Job:
Answer these questions from the passage on white privilege below:
1. On which website did the quoted article "What is White Privilege Really?" appear?
2. Which three legal and systemic advantages does that quotation list?
3. Which two backgrounds does the passage give as reasons some readers might think they have never experienced privilege?

When I am explaining the two-word term of white privilege, I understand the controversies that come with it, as well as the discomforts that it can create. I think it is a very important topic to talk about, despite how uncomfortable anyone feels about it.

“White privilege” is commonly described in a variety of different ways. One thing that all of the definitions will have in common conceptually are the advantages that have been provided to white people in society at a systemic and legal level. According to an article called “What is White Privilege Really?” on learningforjustice.org, “Before the Civil Rights Act of 1964, “white privilege” was less commonly used but generally referred to legal and systemic advantages given to white people by the United States, such as citizenship, the right to vote or the right to buy a house in the neighborhood of their choice.”

I’ve learned that the term is further derived from the histories and involvement of racism and racial bias.

It is easier to start defining it by dismantling the term as to what it is not meant as. I cannot speak for everyone in society and as to what the most correct way to go about this is. When it comes to the word “privilege,” some readers may feel misled by their involvement with the term. They may think they have never experienced privilege for whatever the reason is. This can include originating from a rural town, a poor family or really any reason. Understand that is not what is being implied though.

Data section:
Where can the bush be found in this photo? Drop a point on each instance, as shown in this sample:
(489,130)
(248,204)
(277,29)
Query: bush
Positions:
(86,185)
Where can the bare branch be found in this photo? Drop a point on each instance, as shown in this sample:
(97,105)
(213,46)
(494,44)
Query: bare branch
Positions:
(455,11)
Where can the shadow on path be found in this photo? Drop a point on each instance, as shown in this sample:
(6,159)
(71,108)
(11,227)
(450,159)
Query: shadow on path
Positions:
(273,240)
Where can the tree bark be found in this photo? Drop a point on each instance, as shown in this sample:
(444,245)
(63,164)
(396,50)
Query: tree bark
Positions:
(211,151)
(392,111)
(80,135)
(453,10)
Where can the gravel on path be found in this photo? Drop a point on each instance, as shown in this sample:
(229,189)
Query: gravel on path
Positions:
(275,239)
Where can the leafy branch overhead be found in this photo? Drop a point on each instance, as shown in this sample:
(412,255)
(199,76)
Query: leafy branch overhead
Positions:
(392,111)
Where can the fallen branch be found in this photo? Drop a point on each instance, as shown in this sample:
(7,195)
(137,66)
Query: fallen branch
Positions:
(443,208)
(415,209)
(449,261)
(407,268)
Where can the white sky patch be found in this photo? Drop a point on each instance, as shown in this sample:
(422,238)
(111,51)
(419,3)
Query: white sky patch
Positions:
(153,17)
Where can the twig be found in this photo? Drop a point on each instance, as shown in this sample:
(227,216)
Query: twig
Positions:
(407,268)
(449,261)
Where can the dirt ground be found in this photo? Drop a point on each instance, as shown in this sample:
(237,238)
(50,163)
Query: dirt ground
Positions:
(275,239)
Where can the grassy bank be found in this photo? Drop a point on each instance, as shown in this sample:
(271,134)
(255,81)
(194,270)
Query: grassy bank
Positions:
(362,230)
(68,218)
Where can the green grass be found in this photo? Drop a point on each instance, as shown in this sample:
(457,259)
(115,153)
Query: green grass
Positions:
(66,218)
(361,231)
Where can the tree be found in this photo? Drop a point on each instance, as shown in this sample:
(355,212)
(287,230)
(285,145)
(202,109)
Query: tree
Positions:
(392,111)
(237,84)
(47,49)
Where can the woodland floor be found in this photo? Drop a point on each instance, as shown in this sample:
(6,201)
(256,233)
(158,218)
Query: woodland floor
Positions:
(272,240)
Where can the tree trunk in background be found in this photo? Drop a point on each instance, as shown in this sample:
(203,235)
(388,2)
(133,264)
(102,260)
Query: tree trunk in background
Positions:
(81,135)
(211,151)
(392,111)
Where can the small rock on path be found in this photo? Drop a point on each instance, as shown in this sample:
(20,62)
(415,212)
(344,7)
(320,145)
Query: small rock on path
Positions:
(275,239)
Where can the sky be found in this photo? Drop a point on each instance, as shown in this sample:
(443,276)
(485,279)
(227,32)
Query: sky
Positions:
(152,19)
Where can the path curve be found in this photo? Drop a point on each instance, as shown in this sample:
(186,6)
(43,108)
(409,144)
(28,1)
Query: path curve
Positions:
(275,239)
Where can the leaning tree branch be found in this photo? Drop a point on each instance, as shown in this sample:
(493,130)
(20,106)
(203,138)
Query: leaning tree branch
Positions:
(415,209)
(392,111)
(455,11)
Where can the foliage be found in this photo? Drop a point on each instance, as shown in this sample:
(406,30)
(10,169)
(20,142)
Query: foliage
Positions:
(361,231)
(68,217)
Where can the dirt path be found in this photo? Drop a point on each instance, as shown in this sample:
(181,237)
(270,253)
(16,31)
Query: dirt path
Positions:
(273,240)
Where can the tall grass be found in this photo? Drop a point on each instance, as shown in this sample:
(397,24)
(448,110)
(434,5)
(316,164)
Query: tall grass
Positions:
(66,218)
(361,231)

Correct response:
1. learningforjustice.org
2. Citizenship, the right to vote, and the right to buy a house in the neighborhood of their choice.
3. Coming from a rural town and coming from a poor family.